Segment Open

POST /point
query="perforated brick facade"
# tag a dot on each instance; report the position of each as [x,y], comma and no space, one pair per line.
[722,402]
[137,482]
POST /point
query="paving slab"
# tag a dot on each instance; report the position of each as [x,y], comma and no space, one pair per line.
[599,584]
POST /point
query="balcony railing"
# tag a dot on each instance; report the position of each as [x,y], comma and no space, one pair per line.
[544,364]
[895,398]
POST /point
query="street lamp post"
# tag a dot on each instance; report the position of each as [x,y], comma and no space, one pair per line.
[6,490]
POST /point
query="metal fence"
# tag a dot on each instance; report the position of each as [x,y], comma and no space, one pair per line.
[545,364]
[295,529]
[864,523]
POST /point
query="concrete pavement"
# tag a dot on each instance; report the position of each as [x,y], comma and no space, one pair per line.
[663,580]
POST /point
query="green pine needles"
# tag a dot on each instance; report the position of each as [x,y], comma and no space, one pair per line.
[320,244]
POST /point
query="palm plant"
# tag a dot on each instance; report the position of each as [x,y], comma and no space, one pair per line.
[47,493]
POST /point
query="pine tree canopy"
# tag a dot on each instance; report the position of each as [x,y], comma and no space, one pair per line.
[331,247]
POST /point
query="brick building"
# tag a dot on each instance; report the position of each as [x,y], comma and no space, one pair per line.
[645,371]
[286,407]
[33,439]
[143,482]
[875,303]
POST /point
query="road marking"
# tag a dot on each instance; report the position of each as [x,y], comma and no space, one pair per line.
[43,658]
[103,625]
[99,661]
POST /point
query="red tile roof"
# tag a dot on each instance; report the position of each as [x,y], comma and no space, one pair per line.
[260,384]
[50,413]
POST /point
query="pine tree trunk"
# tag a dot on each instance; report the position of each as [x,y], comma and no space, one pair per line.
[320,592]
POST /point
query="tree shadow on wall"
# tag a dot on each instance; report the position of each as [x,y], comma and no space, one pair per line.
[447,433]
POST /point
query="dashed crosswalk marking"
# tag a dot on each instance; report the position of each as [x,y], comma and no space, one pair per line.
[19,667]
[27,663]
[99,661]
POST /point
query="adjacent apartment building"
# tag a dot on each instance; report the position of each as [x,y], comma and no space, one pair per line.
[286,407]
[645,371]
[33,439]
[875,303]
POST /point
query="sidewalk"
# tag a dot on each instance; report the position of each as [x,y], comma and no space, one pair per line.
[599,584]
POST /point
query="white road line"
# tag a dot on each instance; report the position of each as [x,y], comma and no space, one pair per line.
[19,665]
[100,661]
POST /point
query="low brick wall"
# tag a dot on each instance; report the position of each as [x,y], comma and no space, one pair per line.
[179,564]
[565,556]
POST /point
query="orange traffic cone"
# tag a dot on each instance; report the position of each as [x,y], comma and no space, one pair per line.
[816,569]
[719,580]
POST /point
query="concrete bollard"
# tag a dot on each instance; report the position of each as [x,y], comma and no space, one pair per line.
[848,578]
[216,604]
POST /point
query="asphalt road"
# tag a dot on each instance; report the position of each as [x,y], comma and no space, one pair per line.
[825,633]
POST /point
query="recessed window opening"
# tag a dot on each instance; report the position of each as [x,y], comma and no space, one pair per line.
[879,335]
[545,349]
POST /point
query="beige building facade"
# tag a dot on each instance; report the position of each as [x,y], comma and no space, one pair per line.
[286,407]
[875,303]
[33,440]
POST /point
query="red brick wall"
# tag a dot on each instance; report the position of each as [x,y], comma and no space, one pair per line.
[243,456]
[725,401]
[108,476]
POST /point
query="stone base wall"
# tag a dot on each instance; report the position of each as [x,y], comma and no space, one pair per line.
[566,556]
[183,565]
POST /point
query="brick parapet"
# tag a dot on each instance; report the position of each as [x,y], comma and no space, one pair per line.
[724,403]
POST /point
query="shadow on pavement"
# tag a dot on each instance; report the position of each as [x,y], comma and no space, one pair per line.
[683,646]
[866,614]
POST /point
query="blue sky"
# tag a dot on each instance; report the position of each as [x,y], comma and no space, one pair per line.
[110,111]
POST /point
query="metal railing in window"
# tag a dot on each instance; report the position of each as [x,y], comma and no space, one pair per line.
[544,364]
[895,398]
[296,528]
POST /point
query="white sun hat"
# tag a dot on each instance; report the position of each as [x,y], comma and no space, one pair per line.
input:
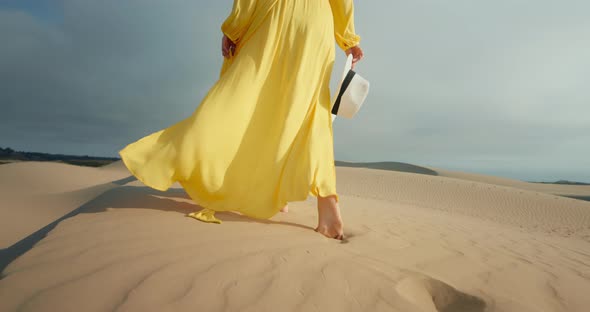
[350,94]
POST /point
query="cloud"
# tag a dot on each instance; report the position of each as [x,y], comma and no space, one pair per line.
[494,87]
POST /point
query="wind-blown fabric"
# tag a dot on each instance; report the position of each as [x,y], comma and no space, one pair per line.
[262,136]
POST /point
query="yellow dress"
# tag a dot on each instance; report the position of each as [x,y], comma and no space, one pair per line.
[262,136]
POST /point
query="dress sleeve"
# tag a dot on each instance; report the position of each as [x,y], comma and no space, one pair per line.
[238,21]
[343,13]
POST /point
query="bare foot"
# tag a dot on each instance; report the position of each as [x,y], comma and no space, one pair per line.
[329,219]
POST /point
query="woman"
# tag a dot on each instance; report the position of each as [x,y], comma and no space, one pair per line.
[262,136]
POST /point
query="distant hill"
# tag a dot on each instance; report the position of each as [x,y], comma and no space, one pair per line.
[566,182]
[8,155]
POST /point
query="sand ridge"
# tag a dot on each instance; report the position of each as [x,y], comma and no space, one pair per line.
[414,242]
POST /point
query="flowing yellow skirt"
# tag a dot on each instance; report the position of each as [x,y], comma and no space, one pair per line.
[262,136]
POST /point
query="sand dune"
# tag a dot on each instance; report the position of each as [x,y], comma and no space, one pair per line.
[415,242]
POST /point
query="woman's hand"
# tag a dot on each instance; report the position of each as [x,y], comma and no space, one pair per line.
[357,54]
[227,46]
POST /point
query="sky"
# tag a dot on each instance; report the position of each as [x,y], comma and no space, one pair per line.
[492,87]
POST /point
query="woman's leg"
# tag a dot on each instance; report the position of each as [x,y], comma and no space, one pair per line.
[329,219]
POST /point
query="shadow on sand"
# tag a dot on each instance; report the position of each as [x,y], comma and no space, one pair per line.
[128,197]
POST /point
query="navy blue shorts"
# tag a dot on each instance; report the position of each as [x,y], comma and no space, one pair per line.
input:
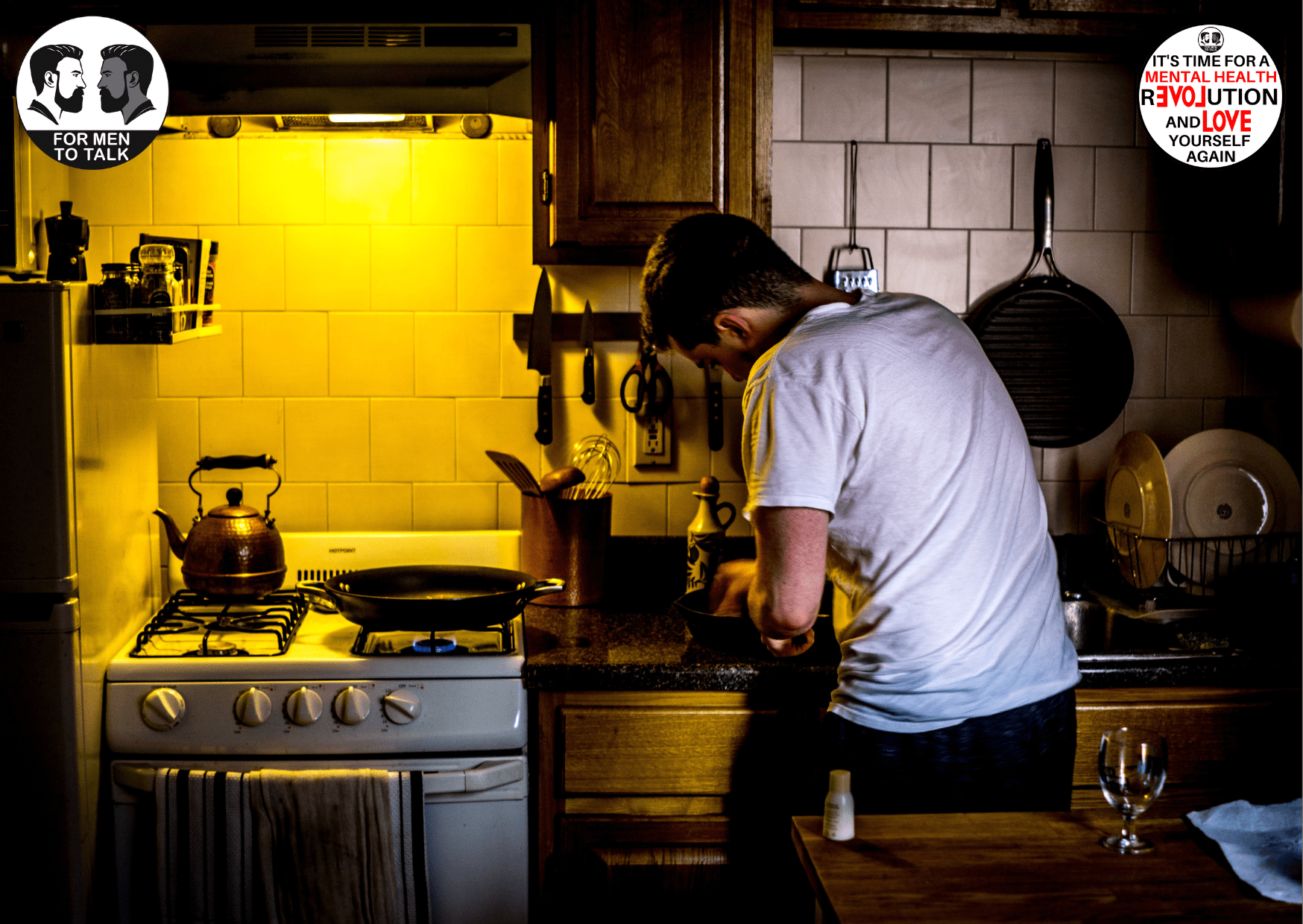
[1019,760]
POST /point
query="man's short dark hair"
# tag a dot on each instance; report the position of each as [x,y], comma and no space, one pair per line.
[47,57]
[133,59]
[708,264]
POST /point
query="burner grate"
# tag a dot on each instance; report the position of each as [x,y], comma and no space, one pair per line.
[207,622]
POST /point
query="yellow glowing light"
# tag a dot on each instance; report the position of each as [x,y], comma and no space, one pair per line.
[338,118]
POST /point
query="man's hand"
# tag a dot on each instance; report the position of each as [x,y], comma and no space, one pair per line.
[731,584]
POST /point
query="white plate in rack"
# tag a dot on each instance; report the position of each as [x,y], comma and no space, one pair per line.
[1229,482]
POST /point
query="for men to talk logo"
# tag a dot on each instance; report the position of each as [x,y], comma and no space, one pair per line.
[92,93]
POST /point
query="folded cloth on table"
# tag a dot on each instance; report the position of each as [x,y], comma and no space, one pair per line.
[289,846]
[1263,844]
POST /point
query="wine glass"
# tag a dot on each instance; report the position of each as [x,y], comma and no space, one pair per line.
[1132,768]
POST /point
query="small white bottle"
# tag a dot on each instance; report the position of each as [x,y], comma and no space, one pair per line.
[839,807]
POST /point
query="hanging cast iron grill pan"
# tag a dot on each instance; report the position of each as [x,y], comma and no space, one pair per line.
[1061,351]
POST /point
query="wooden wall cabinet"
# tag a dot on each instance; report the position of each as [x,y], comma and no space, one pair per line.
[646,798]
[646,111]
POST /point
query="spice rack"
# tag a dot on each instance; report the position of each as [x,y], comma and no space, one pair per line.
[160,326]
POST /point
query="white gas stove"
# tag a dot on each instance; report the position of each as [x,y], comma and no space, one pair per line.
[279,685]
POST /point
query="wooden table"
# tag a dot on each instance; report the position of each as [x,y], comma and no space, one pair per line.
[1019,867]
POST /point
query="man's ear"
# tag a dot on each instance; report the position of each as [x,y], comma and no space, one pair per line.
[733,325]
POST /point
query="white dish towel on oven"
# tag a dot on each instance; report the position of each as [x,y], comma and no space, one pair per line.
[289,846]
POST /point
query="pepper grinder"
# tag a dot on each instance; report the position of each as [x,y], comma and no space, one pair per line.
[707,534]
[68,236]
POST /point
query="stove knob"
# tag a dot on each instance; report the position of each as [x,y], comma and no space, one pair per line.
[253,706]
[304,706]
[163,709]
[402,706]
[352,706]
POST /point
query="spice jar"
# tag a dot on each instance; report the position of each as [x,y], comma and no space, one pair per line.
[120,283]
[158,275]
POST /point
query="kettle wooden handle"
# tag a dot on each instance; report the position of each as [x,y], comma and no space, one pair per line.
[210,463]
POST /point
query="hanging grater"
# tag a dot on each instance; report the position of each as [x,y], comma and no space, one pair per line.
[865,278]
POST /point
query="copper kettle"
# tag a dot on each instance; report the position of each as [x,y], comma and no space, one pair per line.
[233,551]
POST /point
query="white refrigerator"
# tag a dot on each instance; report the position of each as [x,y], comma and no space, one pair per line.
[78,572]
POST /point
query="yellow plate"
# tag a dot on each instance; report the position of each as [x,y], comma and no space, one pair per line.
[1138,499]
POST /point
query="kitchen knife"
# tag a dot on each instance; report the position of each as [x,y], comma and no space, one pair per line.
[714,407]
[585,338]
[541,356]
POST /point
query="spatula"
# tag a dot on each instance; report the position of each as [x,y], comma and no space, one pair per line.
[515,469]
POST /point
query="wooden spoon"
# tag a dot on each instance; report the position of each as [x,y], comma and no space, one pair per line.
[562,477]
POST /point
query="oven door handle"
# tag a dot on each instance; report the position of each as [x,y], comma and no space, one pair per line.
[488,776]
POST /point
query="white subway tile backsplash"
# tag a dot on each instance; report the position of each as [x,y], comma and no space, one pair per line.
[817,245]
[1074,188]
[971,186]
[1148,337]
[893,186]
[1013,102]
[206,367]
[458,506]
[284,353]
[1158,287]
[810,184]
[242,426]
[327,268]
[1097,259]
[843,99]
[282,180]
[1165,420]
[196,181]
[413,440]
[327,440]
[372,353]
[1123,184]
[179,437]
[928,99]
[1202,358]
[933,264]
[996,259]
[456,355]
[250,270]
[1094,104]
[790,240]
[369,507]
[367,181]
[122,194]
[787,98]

Segment Closed

→ **Instructions to follow**: Your answer must consist of every line in the listing that contains "stove".

→ **Task output**:
query="white gas stove"
query="stove knob"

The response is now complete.